--- START Material provided ---
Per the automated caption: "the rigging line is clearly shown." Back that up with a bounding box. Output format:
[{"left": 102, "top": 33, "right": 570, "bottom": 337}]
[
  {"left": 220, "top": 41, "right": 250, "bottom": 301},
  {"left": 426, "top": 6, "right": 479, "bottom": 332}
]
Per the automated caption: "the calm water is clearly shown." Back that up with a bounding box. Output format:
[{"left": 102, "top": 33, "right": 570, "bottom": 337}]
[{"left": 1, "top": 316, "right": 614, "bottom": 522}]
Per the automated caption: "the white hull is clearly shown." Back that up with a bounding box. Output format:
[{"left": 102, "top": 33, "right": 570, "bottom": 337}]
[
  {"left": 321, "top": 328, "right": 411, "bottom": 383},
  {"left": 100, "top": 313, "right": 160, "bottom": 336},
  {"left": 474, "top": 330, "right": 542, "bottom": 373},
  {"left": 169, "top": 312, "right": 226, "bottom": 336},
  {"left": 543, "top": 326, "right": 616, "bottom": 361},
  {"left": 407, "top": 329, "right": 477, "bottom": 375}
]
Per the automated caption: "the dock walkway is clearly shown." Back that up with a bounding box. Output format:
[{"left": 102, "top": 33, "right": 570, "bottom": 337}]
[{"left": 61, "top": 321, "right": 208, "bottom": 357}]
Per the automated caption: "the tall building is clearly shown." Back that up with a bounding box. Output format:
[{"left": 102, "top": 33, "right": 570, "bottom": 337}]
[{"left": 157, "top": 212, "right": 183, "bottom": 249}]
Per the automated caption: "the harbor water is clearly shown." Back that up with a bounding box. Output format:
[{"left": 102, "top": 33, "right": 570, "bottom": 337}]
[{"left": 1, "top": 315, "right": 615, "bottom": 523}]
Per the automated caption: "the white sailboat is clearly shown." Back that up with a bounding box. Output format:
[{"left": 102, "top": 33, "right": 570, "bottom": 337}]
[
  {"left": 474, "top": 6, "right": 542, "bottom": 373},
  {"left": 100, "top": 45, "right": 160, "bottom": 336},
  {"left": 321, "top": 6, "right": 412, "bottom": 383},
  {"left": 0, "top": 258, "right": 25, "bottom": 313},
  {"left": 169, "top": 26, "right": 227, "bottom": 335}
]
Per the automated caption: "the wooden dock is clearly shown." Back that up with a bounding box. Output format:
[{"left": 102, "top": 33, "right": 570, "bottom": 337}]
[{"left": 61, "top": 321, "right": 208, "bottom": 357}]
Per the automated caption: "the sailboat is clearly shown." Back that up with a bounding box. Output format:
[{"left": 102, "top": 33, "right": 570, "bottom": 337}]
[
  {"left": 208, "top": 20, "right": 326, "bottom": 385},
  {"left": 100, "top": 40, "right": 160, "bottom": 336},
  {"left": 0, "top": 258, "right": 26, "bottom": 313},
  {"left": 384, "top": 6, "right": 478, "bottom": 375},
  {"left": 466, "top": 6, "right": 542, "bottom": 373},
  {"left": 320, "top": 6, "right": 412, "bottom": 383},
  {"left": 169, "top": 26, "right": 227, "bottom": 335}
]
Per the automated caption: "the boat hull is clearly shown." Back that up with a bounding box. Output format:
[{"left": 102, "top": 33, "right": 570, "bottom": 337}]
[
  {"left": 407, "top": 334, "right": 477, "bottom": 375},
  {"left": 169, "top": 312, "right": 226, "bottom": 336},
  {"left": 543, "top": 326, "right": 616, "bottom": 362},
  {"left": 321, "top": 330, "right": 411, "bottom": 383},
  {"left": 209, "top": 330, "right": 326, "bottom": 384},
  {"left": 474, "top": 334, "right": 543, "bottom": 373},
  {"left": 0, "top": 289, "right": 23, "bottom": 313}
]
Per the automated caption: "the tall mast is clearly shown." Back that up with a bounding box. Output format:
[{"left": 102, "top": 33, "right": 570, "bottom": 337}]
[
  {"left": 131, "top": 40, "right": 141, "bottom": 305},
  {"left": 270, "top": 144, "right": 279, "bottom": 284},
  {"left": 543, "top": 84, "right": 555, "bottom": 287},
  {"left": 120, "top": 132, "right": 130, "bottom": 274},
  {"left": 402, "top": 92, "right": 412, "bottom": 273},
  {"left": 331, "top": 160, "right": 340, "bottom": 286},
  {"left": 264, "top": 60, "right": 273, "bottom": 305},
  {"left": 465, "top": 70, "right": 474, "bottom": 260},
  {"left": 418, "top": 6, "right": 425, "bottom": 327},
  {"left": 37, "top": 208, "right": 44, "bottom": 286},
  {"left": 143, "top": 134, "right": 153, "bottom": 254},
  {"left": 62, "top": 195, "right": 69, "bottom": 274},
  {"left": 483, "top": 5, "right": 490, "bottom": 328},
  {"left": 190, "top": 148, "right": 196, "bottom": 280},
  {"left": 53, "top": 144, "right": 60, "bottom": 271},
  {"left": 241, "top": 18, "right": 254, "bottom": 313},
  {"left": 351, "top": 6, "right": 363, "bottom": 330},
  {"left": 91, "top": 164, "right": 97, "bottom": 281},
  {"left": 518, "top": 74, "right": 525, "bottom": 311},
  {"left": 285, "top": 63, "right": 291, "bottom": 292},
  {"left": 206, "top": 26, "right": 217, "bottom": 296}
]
--- END Material provided ---
◆ **Task description**
List every line in the records that contains the word "tall", matching case exactly.

◆ **Output for this exercise**
Per the automated caption: "the tall building is clearly shown." Back that up with a bounding box. Output format:
Per the automated caption: "the tall mast is clearly shown." Back that up with a bounding box. Output format:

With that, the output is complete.